Provided text:
* * *

We are thrilled to announce that Award-winning author Trina Moyles’ BLACK BEAR has been sold to Amanda Betts, Senior Editor, Knopf Canada for English-language in Canada!

From Trina Moyles, author of LOOKOUT and WOMEN WHO DIG, comes a deeply intimate portrait of learning to coexist with Ursus Americanus, the American black bear, in the northern boreal forest. 

From a remote fire tower in the wilderness, Trina comes face to face with a group of black bears, who challenge her to unpack her fears of, and prejudices about, them as predators, pests, and “problem bears.” She learns to look beyond her fear and comes to observe the extraordinary essence of the black bear, a lesser-valued bear species with a long history of cruel mistreatment by humans. 

In BLACK BEAR, we meet Osa, a small yearling cub with two new moons on her chest, whom Trina fondly watches during the course of four years, as Osa develops from cub to subadult to the mother bear of a young cub Trina calls Osito. There’s Oscar, a dominant male with a striking white O on his chest, who stomps after the females; Big Mama, who nurses her cubs only metres away; and Canelo, a gentle, cinnamon-coloured bear who edges closer, crossing boundaries, and challenging Trina’s assumptions about what co-existing with a predator species means. As she closely observes the bears feeding, courting, mating, and raising their young throughout their life cycles, Trina reflects on the violence of the colonial mindset, which has determined how humans “manage” bears and the environment.

Trina tells the story of growing up in rural Alberta with her older brother, Brendan, during the oil boom of the 1990s, as they navigated substance abuse, addiction, violence, the deaths of their peers, and a decade-long estrangement from one another. She recalls the early memory of their father, a wildlife biologist, bringing home an orphaned black bear cub for a night before it was sent off to the zoo, after logging machinery had crushed its mother’s den. The memory of the cub haunted Trina, as does the memory of her brother. Black Bear is the story of a woman reflecting on what it means to co-exist with humans and non-humans, and attempt to work past stereotypes, heal painful divides, and redefine the meaning of family. It is a meditation on sibling loss, family, grief, and abundance. Black Bear reminds us of the fragility of our relationships with human and nonhuman species alike, and the imperative to protect wild ecosystems, as well as the humans whom we hold closest and call family.

* * *

Raw data:
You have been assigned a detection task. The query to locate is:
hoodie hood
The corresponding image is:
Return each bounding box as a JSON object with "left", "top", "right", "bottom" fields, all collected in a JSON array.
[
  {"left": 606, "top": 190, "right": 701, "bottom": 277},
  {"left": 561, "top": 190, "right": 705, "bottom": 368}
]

* * *

Tasks to perform:
A) Answer these from the announcement about Black Bear, one line each:
(i) Who acquired the book, and in what position at which publisher?
(ii) What marking does the bear Oscar have on his chest?
(iii) What was the profession of Trina's father?
B) List every bear that the announcement about Black Bear gives a name to.
C) Carry on the announcement about Black Bear from the point where it stops.

Results of the tasks:
A)
(i) Amanda Betts, Senior Editor, Knopf Canada
(ii) A striking white O
(iii) Wildlife biologist

B) Osa, Osito, Oscar, Big Mama, Canelo

C)
Men have long dominated the literature about bears. BLACK BEAR builds on the work that Charlie Russell, Doug Peacock, and Sid Marty began many years ago, and offers a female-driven narrative, which illuminates the nuances of coexisting with bears. At the same time, the book explores the imposition of human patriarchy and a colonial mindset on the management of wild species and forests in North America, and the harm that paradigm has perpetrated for centuries.

Trina Moyles is an award-winning freelance writer, journalist, and author with a passion for telling stories about social justice and the environment. Her first book, WOMEN WHO DIG: FARMING, FEMINISM, AND THE FIGHT TO FEED THE WORLD was a finalist for several awards, including Best New Book of the 2019 High Plains Literary Awards and Best Book of the 2019 Saskatchewan Book Awards. Moyles’s essay “Herd Memory” won the 2019 Jon Whyte Memorial Essay Award, and the Silver prize at the National Magazine Awards in 2020. In 2021, she received the prestigious invitation to represent Canada as a literary delegate at the Frankfurt Book Fair.

Moyles’ second creative nonfiction work, LOOKOUT: LOVE, SOLITUDE, AND SEARCHING FOR WILDFIRE IN THE BOREAL FOREST won a National Outdoor Book Prize in November 2021. In addition, LOOKOUT won the inaugural Memoir Award at the 2022 Alberta Literary Awards, and was a finalist for the Robert Kroetsch City of Edmonton Book Prize. Moyles recently received the 2022 Lieutenant Governor of Alberta Emerging Artist Award, Alberta’s highest honour for the arts, for her dedication to her writing career. 

Trina is represented by Marilyn Biderman.